• [Task requirements]
[a] In the forum post, how much is the lab asking for the full spectrum tests?
[b] Translate this sentence from the forum post into Spanish: "So I was a bit sad and wondering about what his life would be."

• [Text excerpt]
++++++
He said that the shaking and mouth breathing could be like a nervous or brain seisure because respiratory diseases do not make any shivering ?

the vet also said that the uveitis is nearly finished but he didn't think he can recover the sight...

So I was a bit sad and wondering about what his life would be. No eyes, no wings...

The lab I send the droppings to are asking me 68euros for the full spectrum tests for salmonella and clamydia e-coli. It's a big amount for me as Kiwi already costs me loads 😆 Do you think it is necessary to do it now that his life doesn't seem in danger anymore ? Do you think that putting him under antibiotics will help him recover wings or condition ??


Today I put him a video of pigeons cooing on youtube on my phone as I often do to help him focus on something and I couldn't believe what I saw : usually he just spins his head to listen to the sounds but here Kiwi was pecking at the red youtube logo again and again !

I placed the logo on different places on my phone and he always aimed at it. Later I tried with a pen with a red cap and he did the same, as if he was going to get food from it, pecking on it anywhere arround him, he always found it.









So yay I finally think he may have a good life after all !
Thank you so much for your precious advices and caring, you all really helped me a lot ❤

Kiwi and Sarah.
++++++
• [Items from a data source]
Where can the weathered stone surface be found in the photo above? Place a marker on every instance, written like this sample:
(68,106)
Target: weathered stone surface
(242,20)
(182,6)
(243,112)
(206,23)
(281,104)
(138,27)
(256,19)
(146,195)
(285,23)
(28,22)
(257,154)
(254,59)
++++++
• [Outputs for the tasks]
[a] 68 euros.

[b] Así que estaba un poco triste y me preguntaba cómo sería su vida.